Extracted material start
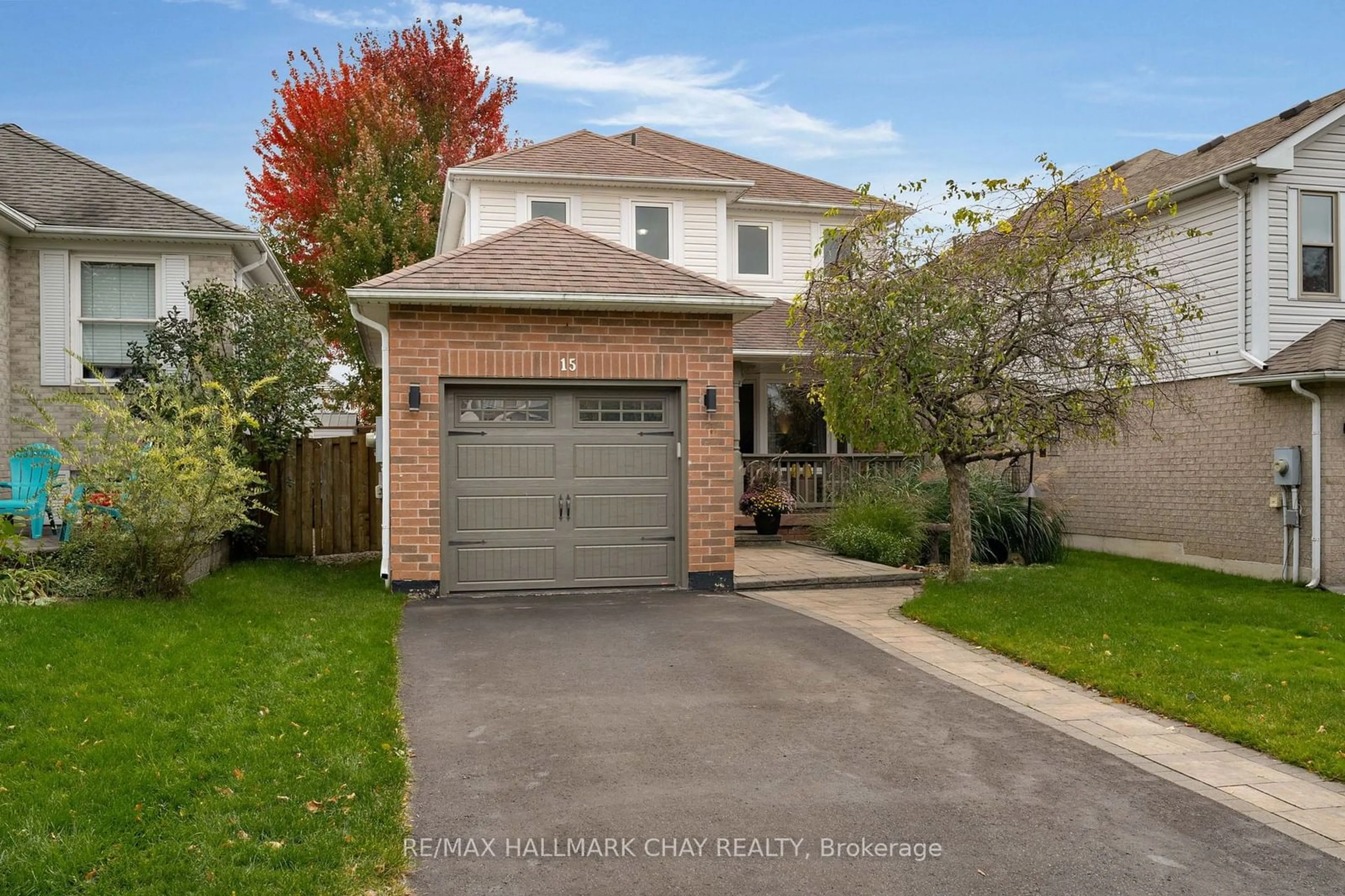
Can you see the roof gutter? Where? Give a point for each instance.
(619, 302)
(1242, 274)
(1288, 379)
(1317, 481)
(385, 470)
Extracted material end
**Task to complete**:
Render every line of the records above as a Markdown table with the columns Row and Line, numbering each row and skipping blank lines. Leave the pictures out of the answer.

**Solution to this task**:
| Row | Line |
|---|---|
| 1 | Can you see the roof gutter? Where? Give a point for each instance. |
| 2 | (619, 302) |
| 3 | (1242, 274) |
| 4 | (1288, 379) |
| 5 | (1317, 481) |
| 6 | (385, 470) |